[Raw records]
┄┄┄┄┄┄┄┄┄┄
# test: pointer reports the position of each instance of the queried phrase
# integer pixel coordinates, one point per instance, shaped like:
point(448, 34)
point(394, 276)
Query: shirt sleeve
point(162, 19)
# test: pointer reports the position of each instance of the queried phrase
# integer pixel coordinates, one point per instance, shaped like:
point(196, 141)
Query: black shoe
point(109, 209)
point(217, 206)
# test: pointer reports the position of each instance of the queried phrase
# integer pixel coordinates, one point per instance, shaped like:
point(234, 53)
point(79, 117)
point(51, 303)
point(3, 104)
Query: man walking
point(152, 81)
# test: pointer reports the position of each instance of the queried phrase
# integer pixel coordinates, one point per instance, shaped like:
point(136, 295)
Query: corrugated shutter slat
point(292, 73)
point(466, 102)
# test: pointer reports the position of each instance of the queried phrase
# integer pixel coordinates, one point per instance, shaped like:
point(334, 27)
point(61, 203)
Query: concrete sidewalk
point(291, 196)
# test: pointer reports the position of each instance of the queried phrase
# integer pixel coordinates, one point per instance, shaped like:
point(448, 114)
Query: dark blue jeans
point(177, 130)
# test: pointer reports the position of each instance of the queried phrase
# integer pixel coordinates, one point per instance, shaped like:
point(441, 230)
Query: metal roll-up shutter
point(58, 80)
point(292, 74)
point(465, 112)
┄┄┄┄┄┄┄┄┄┄
→ Brief
Please copy out the whole listing above, every line included, and add -30 to both the x and y coordinates of each answer point.

→ Correct answer
# test: pointer reports the position of each instance of the queried phrase
# integer pixel coordinates, one point per instance, shaped like:
point(448, 34)
point(394, 276)
Query: shirt sleeve
point(132, -11)
# test: pointer reports the position of each instance of the queried phrase
# integer pixel coordinates, one point per instance, shaped like:
point(196, 141)
Query: black shoe
point(79, 179)
point(187, 176)
# test: pointer reports the position of each instance of the queried phrase
# integer pixel coordinates, one point per instance, shaped like:
point(234, 53)
point(79, 117)
point(51, 303)
point(3, 104)
Query: man walking
point(122, 51)
# test: pointer reports the position of each instance of the queried phrase
# integer pixel coordinates, one point per instance, shaped like:
point(136, 295)
Query: corrugated shutter slat
point(262, 43)
point(436, 72)
# test: pointer reports the position of each instance of the queried phrase
# integer pixel coordinates, one point per instance, shaped like:
point(334, 27)
point(61, 203)
Query: concrete sidewalk
point(261, 166)
# test: pointer reports the position of each instance of the queried phrase
# integer pixel coordinates, one point per instance, shaped like:
point(448, 114)
Query: dark blue jeans
point(147, 100)
# test: pointer reports the position of each instance of the queried phrase
# integer pixel coordinates, one point per instance, shaped like:
point(441, 230)
Query: metal roll-up shutter
point(28, 50)
point(262, 44)
point(435, 82)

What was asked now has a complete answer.